**Provided passage**
Why Isn't God Enough?
When we get that hankering
for wedded bliss, the first thing many single women do is sit down and
comprise a list of qualities they want in a man. For the Christian
sister, "Godliness" is at the top of the list. We want a man who
honors God, because we figure if he honors God, then he'll know how to
honor a wife. So we'll narrow down our hefty lists to ten or so must
have qualities, tuck them in our bibles for safe keeping, and then
wait on God to do the work of bringing this fine specimen of masculinity
across our paths. Well after a year or three goes by and you've kissed
your fair share of toads, without a prince materializing you've got to
wonder, "what's the holdup?"
One of the things I learned
a long time ago is that the holdup is never God, because He
never, ever withholds our blessings. He doesn't withhold the sunshine
because we've failed to deserve its light. He doesn't withhold the air
because we failed to deserve its oxygen, and He doesn't withhold water
because we fail to deserve its nourishment. Withholding blessings on the
basis of our deservedness is not a part of God's MO (mode of operation),
because truthfully, as mortal beings we could never be worthy of earning
anything from God; that's why His grace is so extraordinarily wonderful.
Human beings don't have the
capacity to earn blessings. Our responsibility as men and women
of God is to believe through faith to receive them. And as we believe
and trust God to bring to pass what we desire, we are to get busy doing
those things that bring glory and honor to His Kingdom. So if it's not
God withholding the blessing of a husband from you, then it must be
something else. As a woman-of-God seeking a husband-of-God, at some
point you have to begin to question what that something else is.
You have to commit to being honest about what stands between you and
your blessing.
Could it be you? Are YOU keeping your blessing at bay? This is
definitely the most humbling and honest way to begin a truthful dialogue
with the Father about this issue. To blame God or to say that He is not
ready to bless you with a husband is erroneous. It places you further
away from what you desire instead of closer to it, because a mentality
that surmises that God withholds blessings from those that diligently
seek Him is a thought process that wreaks of spiritual and emotional
immaturity.

**Work to complete**
• a. In the passage on waiting for a godly husband, what quality does the Christian sister put at the top of her list?
• b. According to the passage on waiting for a godly husband, why is withholding blessings on the basis of deservedness not part of God's mode of operation?
• c. Resume the passage on waiting for a godly husband after its final sentence.

**Material provided**
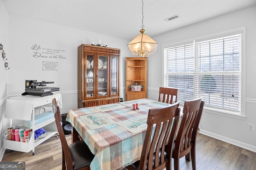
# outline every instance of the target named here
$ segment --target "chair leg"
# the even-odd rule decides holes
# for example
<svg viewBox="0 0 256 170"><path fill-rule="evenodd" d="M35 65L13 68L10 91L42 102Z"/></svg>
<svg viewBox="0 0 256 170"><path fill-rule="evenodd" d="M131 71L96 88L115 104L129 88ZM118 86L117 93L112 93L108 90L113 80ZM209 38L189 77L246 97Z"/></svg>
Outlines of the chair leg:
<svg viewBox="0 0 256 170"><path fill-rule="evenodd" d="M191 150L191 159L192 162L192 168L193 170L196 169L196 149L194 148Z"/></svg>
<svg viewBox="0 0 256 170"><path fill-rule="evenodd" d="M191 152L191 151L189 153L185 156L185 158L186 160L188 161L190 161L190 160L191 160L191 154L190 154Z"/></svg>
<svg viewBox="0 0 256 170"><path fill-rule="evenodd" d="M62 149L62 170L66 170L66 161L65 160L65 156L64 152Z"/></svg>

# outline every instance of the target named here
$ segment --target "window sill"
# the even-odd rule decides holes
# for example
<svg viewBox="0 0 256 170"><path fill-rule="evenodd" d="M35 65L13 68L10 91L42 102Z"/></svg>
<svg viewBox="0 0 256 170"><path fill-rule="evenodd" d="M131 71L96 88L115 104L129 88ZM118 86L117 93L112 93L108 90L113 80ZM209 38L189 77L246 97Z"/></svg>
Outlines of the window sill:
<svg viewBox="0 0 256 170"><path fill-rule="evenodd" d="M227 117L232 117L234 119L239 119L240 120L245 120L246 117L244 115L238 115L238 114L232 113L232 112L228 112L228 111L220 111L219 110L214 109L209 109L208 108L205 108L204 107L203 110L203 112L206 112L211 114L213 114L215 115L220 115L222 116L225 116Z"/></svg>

**Exercise responses**
• a. "Godliness" is at the top of her list.

• b. Withholding blessings on the basis of deservedness is not part of God's mode of operation because, as mortal beings, we could never be worthy of earning anything from God. That is why His grace is so extraordinarily wonderful.

• c.
In order for any blessing to
come to pass, some internal things within your inner being must be
aligned. Your thoughts, intents, feelings, attitudes, and behaviors must
all convey a message of truth. We cannot get to this place on our own,
this is one of the reasons why the Father has given us the gift of the
indwelling Holy Spirit—to help us get aligned—to help us get to a place
of truth and faith.
The spirit works within us
as we allow God's love to enter into those internal places within where
darkness and doubt still abide. From the moment you wrote your list and
tucked it in your bible, God has been leading and guiding you closer to
your desires. Yes, it's a process, and often it takes time, but the span
of time is dependent upon your desire to put God in His rightful place
as the head of your life, and let the spirit be at work within you.
As we let the spirit be at
work within, there are a few things we undoubtedly must confront. For
one, as women we need to be real about the notions that we've conjured
up regarding what a husband can or cannot do for our lives. A spouse
cannot fill your cup, and you need to understand this on a profound
level. Perhaps you are at a point in your life where you sense internal
emptiness, gaps, or places within your soul that need attention. This
may be causing you to perceive that these gaps, wounds, or emptiness
within your soul can or should be filled by the love of a husband, but
another human being doesn't have the ability or capacity to fill you up;
you were created in such a way that only God can do this.
You might say, "I know
that already!", but if you're praying for a husband and still
haven't met him, then you don't know it as well as you think. If you
know that only God can fill your cup, as a single woman, you have to ask
yourself why isn't that enough for you. God wants everyone who desires
to be married to have a spouse, this is always true. He wove this desire
within our makeup, but many a single sister has made the desire for a
husband their god.
Romans 8:28 (KJV) tells us
that "all things work together for good to them that love God, to
them who are the called according to his purpose." We live in an age
where we expect things to happen like 1-2-3. We want that blessing on
the double, and if we don't get it on the double, we want to at least be
able to visually see evidence that things are coming together to produce
the outcome we seek.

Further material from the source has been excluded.